┌────────

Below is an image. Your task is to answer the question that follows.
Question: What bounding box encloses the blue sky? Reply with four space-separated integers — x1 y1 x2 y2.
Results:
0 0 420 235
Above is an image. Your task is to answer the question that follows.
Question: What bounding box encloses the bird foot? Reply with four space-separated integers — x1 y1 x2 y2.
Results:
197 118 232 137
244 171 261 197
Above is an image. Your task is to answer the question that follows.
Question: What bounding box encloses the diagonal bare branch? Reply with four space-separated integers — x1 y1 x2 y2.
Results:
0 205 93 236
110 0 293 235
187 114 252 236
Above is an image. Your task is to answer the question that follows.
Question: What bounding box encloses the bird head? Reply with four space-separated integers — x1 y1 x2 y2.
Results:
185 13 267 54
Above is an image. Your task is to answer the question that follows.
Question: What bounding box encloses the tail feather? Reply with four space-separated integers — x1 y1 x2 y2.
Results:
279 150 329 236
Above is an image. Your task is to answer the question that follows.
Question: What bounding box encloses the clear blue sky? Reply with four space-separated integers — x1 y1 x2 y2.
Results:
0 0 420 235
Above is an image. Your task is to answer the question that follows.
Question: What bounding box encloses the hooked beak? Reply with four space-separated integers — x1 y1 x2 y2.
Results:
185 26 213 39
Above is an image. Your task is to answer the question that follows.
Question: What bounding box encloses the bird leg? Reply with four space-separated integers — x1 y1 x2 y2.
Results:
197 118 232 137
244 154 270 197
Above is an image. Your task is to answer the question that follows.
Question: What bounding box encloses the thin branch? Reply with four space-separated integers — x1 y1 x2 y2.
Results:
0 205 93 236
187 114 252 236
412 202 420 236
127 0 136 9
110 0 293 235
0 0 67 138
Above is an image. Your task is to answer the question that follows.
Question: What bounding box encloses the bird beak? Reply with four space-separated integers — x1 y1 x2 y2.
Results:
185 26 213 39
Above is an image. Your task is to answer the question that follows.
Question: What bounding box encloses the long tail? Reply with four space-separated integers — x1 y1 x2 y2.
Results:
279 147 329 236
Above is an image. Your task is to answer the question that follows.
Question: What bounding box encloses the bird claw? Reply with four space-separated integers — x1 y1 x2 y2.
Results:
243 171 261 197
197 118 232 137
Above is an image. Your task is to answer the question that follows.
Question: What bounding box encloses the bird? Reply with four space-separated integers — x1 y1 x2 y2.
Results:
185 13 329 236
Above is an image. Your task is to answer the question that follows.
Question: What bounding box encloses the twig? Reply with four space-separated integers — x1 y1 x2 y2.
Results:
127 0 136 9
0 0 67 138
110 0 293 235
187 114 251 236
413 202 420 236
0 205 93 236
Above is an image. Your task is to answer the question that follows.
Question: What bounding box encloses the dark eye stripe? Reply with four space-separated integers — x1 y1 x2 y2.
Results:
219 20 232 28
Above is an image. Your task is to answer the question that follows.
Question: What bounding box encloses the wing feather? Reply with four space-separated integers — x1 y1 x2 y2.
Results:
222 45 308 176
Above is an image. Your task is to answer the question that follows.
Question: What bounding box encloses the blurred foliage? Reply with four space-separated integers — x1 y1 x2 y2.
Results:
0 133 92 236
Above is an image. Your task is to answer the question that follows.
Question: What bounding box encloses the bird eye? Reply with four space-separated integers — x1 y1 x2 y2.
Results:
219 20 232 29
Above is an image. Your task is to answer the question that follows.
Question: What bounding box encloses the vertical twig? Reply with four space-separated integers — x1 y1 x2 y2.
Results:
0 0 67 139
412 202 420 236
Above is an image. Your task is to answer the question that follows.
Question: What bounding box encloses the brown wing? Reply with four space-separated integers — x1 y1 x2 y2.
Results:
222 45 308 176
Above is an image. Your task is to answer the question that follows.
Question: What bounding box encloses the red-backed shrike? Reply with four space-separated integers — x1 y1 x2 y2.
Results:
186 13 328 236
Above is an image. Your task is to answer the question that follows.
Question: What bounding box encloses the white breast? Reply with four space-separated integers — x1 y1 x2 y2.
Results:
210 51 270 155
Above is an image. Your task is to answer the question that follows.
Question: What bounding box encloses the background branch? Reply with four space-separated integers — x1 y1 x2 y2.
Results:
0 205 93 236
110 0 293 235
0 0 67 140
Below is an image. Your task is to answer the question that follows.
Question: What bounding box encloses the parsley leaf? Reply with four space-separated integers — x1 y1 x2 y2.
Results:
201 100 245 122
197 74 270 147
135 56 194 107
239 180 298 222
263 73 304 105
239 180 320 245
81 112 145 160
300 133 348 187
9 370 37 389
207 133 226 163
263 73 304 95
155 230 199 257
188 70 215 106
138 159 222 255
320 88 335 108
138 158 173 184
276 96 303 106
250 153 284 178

└────────

Can you give the material above, from its first line through the line containing "244 171 261 197", as a Markdown table with the columns Row and Material line, numbering each row and leaving out blank lines?

| Row | Material line |
|---|---|
| 1 | Below is an image. Your task is to answer the question that follows. |
| 2 | Question: What bounding box encloses the blue sky? Reply with four space-separated integers — x1 y1 x2 y2. |
| 3 | Results: |
| 4 | 0 0 420 235 |
| 5 | Above is an image. Your task is to answer the question that follows. |
| 6 | Question: What bounding box encloses the bird foot? Reply with four space-separated integers — x1 y1 x2 y2. |
| 7 | Results: |
| 8 | 197 118 232 137 |
| 9 | 244 171 261 197 |